Directive :: Reproduce exactly, with no other output, every line of the data below from the line containing "Thank you for the photo. Could you please annotate the water" to the end, inclusive.

Given information ::
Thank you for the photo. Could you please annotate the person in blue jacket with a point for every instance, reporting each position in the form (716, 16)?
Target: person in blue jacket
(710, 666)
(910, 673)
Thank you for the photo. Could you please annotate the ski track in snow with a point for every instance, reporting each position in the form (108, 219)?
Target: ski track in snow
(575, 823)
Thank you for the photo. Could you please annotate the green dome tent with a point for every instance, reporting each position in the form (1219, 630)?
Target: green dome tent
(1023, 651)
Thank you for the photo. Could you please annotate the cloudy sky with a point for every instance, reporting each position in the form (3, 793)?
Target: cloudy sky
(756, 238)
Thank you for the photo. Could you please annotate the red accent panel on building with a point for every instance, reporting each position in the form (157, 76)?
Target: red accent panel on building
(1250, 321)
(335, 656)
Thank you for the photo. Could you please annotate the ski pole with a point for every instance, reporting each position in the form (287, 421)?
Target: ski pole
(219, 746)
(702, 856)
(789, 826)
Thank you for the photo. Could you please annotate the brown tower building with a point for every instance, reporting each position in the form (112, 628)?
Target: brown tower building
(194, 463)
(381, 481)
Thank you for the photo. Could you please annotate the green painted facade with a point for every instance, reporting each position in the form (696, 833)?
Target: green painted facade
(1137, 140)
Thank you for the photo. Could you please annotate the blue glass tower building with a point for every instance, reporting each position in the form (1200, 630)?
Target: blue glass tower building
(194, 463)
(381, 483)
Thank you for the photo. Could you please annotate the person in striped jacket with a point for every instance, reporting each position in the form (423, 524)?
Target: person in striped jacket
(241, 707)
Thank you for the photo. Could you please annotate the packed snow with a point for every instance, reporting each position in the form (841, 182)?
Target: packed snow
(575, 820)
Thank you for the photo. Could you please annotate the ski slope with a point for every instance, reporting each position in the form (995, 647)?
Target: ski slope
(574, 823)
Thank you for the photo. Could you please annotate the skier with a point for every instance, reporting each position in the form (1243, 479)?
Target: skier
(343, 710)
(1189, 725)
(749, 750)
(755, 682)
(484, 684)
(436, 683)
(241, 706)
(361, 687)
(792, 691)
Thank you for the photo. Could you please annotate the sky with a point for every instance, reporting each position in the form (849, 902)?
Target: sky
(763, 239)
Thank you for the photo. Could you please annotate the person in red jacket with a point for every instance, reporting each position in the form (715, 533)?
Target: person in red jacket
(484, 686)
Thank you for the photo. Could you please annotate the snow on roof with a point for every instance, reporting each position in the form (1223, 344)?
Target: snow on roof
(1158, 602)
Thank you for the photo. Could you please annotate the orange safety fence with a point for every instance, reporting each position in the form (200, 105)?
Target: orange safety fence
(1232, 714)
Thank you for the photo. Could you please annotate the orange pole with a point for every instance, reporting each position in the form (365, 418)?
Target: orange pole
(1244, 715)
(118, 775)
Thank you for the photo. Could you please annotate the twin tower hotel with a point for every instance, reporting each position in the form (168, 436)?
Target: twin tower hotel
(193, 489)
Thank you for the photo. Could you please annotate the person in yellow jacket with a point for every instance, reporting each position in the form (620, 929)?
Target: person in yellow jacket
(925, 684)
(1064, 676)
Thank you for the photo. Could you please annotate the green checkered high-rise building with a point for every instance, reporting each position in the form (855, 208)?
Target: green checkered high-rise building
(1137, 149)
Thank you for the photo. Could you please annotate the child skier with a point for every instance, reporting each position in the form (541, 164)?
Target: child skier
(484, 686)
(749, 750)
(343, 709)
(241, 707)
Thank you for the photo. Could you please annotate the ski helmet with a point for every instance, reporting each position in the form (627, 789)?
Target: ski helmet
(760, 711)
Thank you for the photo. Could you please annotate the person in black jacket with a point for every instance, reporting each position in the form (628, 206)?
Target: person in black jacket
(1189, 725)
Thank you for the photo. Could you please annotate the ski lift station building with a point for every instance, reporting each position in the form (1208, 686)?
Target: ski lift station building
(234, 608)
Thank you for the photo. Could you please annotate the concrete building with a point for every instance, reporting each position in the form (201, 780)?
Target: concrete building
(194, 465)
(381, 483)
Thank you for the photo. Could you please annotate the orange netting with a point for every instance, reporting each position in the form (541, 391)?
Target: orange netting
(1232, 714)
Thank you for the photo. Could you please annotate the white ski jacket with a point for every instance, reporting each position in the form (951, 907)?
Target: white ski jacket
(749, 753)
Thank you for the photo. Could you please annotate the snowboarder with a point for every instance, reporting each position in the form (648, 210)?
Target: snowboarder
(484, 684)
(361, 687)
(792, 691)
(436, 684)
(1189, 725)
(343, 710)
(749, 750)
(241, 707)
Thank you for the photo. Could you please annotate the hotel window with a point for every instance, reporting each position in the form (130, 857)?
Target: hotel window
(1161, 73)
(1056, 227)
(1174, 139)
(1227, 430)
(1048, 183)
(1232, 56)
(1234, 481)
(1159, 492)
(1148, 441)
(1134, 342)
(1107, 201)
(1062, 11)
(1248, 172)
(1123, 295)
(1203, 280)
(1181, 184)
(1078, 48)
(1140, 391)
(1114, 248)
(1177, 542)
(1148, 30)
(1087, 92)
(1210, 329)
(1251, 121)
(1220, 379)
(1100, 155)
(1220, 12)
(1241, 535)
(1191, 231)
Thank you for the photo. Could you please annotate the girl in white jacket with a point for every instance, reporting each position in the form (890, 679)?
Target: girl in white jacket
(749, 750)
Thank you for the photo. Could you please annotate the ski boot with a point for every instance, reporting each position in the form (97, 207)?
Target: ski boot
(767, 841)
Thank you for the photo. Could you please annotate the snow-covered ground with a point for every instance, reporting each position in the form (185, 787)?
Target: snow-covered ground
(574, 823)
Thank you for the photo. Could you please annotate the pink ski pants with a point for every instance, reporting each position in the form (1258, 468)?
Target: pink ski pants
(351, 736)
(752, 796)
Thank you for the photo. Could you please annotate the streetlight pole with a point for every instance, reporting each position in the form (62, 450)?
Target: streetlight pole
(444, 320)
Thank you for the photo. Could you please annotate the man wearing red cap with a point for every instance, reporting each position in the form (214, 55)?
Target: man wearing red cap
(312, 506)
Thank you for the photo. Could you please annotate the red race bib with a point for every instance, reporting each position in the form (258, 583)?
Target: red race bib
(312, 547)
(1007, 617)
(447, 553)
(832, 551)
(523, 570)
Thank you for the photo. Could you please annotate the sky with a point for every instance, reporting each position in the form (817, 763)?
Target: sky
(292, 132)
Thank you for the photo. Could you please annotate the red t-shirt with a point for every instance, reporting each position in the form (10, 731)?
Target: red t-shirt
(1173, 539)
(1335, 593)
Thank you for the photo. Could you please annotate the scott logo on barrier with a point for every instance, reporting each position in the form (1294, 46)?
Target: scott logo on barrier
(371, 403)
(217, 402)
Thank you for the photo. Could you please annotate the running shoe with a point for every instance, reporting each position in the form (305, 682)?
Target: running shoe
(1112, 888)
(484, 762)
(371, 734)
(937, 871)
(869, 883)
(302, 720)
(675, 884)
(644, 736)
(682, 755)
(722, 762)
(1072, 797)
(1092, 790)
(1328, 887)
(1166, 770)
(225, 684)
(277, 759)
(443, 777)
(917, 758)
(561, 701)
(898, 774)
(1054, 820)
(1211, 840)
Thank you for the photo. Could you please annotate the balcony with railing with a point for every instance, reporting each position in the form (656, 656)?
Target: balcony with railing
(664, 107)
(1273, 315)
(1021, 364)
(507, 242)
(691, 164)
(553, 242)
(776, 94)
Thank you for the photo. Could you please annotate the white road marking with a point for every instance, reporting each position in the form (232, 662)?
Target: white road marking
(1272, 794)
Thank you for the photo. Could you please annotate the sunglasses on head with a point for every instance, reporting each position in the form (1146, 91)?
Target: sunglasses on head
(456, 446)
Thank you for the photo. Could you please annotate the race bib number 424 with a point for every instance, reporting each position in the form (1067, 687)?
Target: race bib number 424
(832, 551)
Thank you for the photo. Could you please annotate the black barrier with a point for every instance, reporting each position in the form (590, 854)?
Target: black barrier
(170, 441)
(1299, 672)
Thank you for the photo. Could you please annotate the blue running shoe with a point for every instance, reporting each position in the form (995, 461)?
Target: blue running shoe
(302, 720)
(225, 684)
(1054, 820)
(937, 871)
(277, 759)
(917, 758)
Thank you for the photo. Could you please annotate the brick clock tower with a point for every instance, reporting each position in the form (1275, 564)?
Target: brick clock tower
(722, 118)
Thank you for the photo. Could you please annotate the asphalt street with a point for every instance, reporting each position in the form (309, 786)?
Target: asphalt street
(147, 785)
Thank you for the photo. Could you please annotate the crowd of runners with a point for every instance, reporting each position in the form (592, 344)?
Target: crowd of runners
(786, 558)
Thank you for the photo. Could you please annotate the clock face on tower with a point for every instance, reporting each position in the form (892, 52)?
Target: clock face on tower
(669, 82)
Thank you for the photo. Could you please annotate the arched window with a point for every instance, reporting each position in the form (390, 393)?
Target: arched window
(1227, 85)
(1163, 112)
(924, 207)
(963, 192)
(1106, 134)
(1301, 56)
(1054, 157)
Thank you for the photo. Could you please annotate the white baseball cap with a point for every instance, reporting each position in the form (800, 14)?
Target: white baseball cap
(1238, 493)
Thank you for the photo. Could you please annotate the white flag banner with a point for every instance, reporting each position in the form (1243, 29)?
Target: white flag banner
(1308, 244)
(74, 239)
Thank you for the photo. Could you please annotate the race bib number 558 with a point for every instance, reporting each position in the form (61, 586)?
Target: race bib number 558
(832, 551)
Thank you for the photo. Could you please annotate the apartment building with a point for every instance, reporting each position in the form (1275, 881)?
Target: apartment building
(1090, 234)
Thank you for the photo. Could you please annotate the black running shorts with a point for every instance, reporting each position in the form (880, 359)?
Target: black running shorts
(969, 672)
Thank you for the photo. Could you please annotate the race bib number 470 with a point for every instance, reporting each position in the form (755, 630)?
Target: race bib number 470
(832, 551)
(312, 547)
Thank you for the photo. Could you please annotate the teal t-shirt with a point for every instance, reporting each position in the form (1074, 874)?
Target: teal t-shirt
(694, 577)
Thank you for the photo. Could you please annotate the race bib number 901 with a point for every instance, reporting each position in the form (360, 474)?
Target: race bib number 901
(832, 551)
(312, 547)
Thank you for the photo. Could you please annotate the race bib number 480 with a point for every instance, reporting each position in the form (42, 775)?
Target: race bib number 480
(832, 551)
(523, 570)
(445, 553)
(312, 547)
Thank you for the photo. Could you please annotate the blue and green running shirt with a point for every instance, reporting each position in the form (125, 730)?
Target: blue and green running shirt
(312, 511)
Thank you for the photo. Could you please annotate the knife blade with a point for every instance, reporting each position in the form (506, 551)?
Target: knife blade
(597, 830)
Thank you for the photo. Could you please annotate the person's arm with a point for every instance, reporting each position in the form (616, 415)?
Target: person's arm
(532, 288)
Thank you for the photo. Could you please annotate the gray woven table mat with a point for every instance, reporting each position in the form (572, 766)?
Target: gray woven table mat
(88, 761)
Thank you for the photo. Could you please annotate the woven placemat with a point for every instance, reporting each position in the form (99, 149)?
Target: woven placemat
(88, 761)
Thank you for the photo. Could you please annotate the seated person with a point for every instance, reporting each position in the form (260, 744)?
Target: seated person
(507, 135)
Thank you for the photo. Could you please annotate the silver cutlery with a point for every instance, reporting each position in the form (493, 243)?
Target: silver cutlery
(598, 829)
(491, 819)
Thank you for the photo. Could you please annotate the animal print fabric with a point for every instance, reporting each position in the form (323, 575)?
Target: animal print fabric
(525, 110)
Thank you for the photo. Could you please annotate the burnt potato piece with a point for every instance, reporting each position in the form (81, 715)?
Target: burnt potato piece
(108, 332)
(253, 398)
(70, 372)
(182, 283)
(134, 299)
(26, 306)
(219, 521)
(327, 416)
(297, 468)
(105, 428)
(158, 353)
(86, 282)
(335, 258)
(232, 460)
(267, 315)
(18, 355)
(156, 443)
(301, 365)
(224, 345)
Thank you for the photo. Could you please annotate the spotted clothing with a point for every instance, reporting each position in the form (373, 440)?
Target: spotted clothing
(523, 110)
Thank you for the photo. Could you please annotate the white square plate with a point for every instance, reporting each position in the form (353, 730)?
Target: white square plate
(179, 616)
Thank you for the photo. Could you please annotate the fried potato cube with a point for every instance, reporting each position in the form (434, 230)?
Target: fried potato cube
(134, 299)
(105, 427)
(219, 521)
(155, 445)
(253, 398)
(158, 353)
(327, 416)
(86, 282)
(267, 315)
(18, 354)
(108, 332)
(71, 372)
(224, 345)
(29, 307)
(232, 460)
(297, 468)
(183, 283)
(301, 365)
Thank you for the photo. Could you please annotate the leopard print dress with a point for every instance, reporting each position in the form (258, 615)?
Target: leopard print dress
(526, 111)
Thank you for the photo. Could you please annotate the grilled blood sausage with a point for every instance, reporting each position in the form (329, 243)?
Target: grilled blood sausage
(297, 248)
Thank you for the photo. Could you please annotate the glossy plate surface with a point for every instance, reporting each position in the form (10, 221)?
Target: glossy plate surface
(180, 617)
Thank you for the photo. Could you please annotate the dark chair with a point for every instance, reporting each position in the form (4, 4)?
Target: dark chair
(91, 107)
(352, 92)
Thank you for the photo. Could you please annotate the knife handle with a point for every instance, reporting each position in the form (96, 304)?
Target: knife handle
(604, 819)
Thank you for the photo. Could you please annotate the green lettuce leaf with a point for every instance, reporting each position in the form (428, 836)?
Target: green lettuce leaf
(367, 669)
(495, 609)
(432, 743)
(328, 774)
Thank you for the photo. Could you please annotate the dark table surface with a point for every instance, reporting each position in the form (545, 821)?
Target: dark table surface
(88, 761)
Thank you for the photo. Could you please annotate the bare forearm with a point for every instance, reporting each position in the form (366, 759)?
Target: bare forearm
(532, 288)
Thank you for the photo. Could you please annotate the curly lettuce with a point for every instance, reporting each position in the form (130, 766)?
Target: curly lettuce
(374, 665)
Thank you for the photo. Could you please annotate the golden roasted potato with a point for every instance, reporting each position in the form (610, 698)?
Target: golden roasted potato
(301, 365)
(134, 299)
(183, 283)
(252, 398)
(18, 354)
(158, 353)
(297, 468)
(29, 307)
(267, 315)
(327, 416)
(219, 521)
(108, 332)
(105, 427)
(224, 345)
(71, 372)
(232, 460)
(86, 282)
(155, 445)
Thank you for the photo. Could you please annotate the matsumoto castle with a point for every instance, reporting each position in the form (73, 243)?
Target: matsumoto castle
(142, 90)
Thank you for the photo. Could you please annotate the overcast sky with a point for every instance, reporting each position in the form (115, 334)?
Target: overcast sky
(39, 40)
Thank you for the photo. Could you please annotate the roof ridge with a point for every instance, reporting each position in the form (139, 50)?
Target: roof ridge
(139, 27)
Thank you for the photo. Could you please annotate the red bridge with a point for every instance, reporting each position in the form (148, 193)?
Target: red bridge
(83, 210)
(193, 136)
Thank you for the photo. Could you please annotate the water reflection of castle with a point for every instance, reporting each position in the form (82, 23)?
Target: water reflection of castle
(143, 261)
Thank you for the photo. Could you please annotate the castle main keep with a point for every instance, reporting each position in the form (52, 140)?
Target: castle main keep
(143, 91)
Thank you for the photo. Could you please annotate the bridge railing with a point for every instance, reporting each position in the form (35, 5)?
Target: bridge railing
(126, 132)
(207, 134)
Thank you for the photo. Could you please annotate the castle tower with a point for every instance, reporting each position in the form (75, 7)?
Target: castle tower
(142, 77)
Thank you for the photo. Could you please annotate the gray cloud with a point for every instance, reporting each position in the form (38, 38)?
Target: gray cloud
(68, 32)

Answer for the task ::
Thank you for the photo. Could you please annotate the water reflection of castle with a point for every instance, reporting each position in the form (82, 23)?
Target: water reflection of castle
(143, 261)
Thank you for the photo. Could you please annotate the castle main keep with a point for every instance, reporting each position in the form (52, 140)?
Target: castle main keep
(143, 91)
Thank you for the photo. Could you please annotate the bridge railing with a point for every instance, reporting each position in the form (35, 5)?
Target: bridge railing
(126, 132)
(207, 134)
Thank you for the photo. Could you please annotate the castle tower with a point for every instance, reporting each position in the form (75, 7)?
Target: castle tower
(142, 77)
Thank you for the photo. Could you please annotate the gray cloud with a point for every instance, reporting each position in the form (38, 38)?
Target: gray cloud
(68, 32)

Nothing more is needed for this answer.